:: PARTS OF THE EXERCISE ::
(1) Reproduce a section of the writer biographies word for word, beginning at the words "ANGELINA AYERS began" and stopping after "and Leaf Books.".
(2) Answer these questions using the writer biographies:
(a) From which university does Angelina Ayers hold a BMedSci?
(b) What business does Helen Cadbury run?
(c) Which competition did Susan Clegg win in 2007?
(3) Continue the writer biographies from the point where they stop.

:: GIVEN PASSAGE ::
__________

ANGELINA AYERS began the MA Writing in October 2008. She is a bookseller at Blackwell Bookshop and a qualified nurse. She recently completed a BA in Film and Literature, and has a BMedSci from University of Sheffield. Angelina has poems and short stories in e-Sheaf, Matter, Best of MA Writing and Leaf Books.
HELEN CADBURY writes fiction when she can sit still for long enough and poetry when she can’t. She also runs her own business, theatrestudy.com, and teaches in a women’s prison. Her poetry has appeared in two Cinnamon Press anthologies and her short story ‘Nature’s Way’ was broadcast on BBC Radio Four in 2008.
SUSAN CLEGG is a first year MA student at Hallam. She has previously been published in The Stinging Fly and won the Deeside Writers competition in 2007. She works as a communications coordinator for an accountancy association and lives in Sheffield with her partner and two children.

__________

:: DATASET EXTRACT ::
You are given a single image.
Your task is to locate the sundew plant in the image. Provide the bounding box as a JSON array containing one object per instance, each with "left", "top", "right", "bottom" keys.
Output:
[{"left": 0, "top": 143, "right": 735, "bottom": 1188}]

__________

:: ANSWERS BY TASK ::
(1)
ANGELINA AYERS began the MA Writing in October 2008. She is a bookseller at Blackwell Bookshop and a qualified nurse. She recently completed a BA in Film and Literature, and has a BMedSci from University of Sheffield. Angelina has poems and short stories in e-Sheaf, Matter, Best of MA Writing and Leaf Books.

(2)
(a) The University of Sheffield.
(b) theatrestudy.com.
(c) The Deeside Writers competition.

(3)
JULIA COPUS’s publications include The Shuttered Eye (1995) which was shortlisted for the Forward Prize for Best First Collection, and In Defence of Adultery (2003) – both Poetry Book Society Recommendations. She has won a number of awards for her poetry, including an Eric Gregory Award, an Arts Council of England Writer’s Award, and a Hawthornden Fellowship. In 2002, she won first prize in the National Poetry Competition. Her radio work includes an afternoon play, Eenie Meenie Macka Racka (2003), which was winner of the BBC’s Alfred Bradley Award. She is currently an Advisory Fellow for the Royal Literary Fund and an Honorary Fellow at the University of Exeter.
MAGGIE GEE’s most recent novels were My Cleaner and My Driver (Telegram). She was the first female Chair of the Royal Society of Literature and is a Visiting Professor at Sheffield Hallam.
KATE HAINSWORTH graduated in Classics, worked in theatre and the oil industry and marketing and arts administration and regional government and all sorts of consultancies. She has lived in the Ukraine, France, Belgium, Grimsby – and now Hull. She has two kids and two step-kids and is inordinately grateful Sheffield insisted she study script.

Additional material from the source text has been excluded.